[start SOURCE EXCERPT]

Vanguard’s Iterative Enterprise SRE Transformation
With $8 trillion in assets under management, global asset manager Vanguard is the largest provider of mutual funds and the second-largest provider of exchange-traded funds. It’s also not-so-secretly a tech company, with 7,000 of its 17,000-person staff working in the technology division.
Just seven years ago, Vanguard services were hosted exclusively in a private data center with almost all monolithic applications. The engineering team had controlled deployments with quarterly releases. No observability, and no affirmation that the systems were functioning the way they hoped them to be. The alert system was centrally owned, which meant developers had to request tickets to add and update alerts. Not surprisingly, Dev and Ops were completely siloed from each other.
At this week’s DevOps Enterprise Summit (DOES) Europe, Vanguard talked about how they made the move from traditional architecture to the majority in the cloud, adopted site reliability engineering and even built their own customer-facing SaaS.
How Vanguard Kicked off Its Move to the Cloud
Senior SRE Coach Christina Yakomin, who has been at Vanguard since the start of their app modernization, said her employer is unique — particularly for financial services. In its 47 years, it’s never been brick and mortar, just over the phone and online — making technology a top priority. But that doesn’t mean it was easy to go distributed and cloud native with the times.
It’s incredibly difficult to take a monolithic application to “lift and shift” to the cloud, she said, so, slowly but surely, they carved out microservices. The Vanguard team initially started by running on an internal private cloud platform-as-a-service. Even with this move, Yakomin said, the regression testing test cycle significantly reduced, and then they added a testing automation role to the engineering division. By adding a new pipeline they were then able to improve deployment frequency and create test evidence to be part of their CI/CD flow.
From there, they were good to go to lift and shift the underlying PaaS to the public cloud.
“This made the lives of the microservices development teams significantly easier but it was incredibly hard on our operations team,” Yakomin said, “But it left us with an unnecessary abstraction layer…overcomplicating the environment and causing more problems than it solved.”
How Vanguard Embraced Cloud Native Chaos Engineering
While this move wasn’t perfect, it did enable optionality for the first time, so they could move to cloud native solutions, opting for a combination of Amazon Web Services:
- Amazon ECS — very similar to what they had, but they didn’t need a team on PasS maintenance
- AWS Lambda — which they found better and cheaper for other event-driven workloads and microservices that were accessed infrequently
- Amazon EKS — for their managed Kubernetes on AWS
“Most product teams were fairly excited to take on accountability to their systems, it was new to them,” Yakomin said. Product teams became responsible for testing application code and configurations.
They also adopted the common physical engineering practice of failure modes and effects analysis. Originally from the U.S. military, FMEA focuses on:
- Failure modes — potential or real ways in which something might fail
- Effects analysis — understanding the consequences of each failure
This is applied by looking through system architecture and creating hypotheses around how things react to that stress and failure, Yakomin explained. Then they integrated chaos engineering and performance testing to test each hypothesis, creating and leveraging self-service platforms. New team rituals included:
- Chaos game days – developed hypotheses on system resilience and expected behavior, caused crashes and validated scaling and self-healing, with just a couple surprises.

[end SOURCE EXCERPT]

WRITTEN TASKS:
1. Repeat the Vanguard article word for word, starting with "They also adopted" and going on through "a couple surprises.".
2. Summarize the Vanguard article in two sentences.
3. Extend the Vanguard article past its final sentence.
The records play no part in what follows.

[start ENTRIES]

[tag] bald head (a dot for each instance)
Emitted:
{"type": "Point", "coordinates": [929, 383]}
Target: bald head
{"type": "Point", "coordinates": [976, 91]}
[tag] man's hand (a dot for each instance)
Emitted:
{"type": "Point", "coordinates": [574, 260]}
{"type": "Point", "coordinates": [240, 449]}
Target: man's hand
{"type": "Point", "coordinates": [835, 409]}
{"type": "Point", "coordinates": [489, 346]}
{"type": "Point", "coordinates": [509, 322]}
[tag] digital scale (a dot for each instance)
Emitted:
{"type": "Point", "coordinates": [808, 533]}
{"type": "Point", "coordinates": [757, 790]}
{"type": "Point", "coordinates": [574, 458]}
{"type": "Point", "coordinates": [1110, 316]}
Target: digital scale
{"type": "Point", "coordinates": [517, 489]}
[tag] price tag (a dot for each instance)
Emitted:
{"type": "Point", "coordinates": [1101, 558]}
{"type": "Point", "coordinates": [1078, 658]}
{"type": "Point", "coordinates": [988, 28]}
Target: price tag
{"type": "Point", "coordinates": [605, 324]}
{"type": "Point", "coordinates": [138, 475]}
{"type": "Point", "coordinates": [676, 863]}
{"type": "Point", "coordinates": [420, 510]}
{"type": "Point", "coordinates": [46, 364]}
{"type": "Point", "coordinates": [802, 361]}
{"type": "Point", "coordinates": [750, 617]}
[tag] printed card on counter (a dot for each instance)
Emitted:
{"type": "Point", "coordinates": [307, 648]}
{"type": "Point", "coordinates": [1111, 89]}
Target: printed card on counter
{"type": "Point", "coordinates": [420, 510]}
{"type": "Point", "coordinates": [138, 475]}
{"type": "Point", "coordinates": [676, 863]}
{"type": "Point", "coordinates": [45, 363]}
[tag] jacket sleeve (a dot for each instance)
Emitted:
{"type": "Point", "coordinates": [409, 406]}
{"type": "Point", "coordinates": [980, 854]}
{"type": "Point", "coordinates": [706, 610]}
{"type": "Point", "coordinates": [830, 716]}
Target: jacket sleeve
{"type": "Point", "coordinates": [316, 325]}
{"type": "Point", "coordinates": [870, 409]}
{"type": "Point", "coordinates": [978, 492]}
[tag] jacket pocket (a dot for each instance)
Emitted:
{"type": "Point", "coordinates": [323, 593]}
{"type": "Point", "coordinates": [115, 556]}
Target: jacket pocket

[end ENTRIES]

RESPONSE LIST:
1.
They also adopted the common physical engineering practice of failure modes and effects analysis. Originally from the U.S. military, FMEA focuses on:
- Failure modes — potential or real ways in which something might fail
- Effects analysis — understanding the consequences of each failure
This is applied by looking through system architecture and creating hypotheses around how things react to that stress and failure, Yakomin explained. Then they integrated chaos engineering and performance testing to test each hypothesis, creating and leveraging self-service platforms. New team rituals included:
- Chaos game days – developed hypotheses on system resilience and expected behavior, caused crashes and validated scaling and self-healing, with just a couple surprises.

2. Seven years ago, Vanguard ran almost entirely monolithic applications in a private data center, with quarterly releases, no observability, and Dev and Ops siloed from each other. It gradually carved out microservices, moved its platform-as-a-service to the public cloud, and then adopted AWS services such as ECS, Lambda, and EKS, while product teams took on accountability for their systems and the company used failure modes and effects analysis, chaos engineering, and performance testing.

3.
- Chaos fire drills – wanted to test for the unknowns. They were trying out a new observability tool, Honeycomb, and they wanted to inject new failures to put the tool to the test. This worked out so well that they recorded these tests and use as part of their on-call training.
- Break testing their self-hosted CI/CD pipeline – They observed recurring instability at high-traffic times which is also when developers were working and naturally deploying. They created several dummy builds and deploy plans that generated a significant volume of logs during execution. Yakomin explained in a follow-up Slack chat that they ran these in off-hours, recreating the peak traffic behavior. They then migrated to a database instance that was better optimized for disk input/output operations, eliminating the issue before devs encountered it the next day.
The Role of SRE in Vanguard’s Move to the Cloud
Site reliability engineering is quickly becoming a necessity for the move to the cloud. While monolithic applications lack speed, agility, and team autonomy, they are undeniably more predictable and easier to monitor and observe than distributed systems in the cloud. Some organizations, like Google, have a specialist SRE team that works to support development teams. Others are embedded right in the team. In a follow-up conversation in the DevOps Enterprise Summit’s Slack community, Yakomin explained how Vanguard has a mix.
“Sometimes a product team has both Application Engineers and Site Reliability Engineers. Application Engineers focus on feature delivery, while Site Reliability Engineers focus on availability, resilience, and other non-functional requirements. And both are responsible for ensuring everything they do is aligned with security controls, of course. In this scenario, they typically share on-call.”
She further explained that sometimes SREs are found “engaged by the DevOps teams’ on-calls through their own SRE on-call rotation — or 24/7 staffed SRE support team — as an escalation path.”
Before embracing site reliability engineering, Vanguard’s availability measurement was binary — is a service up or down? Which, of course, embraces the impossibility of 100% uptime.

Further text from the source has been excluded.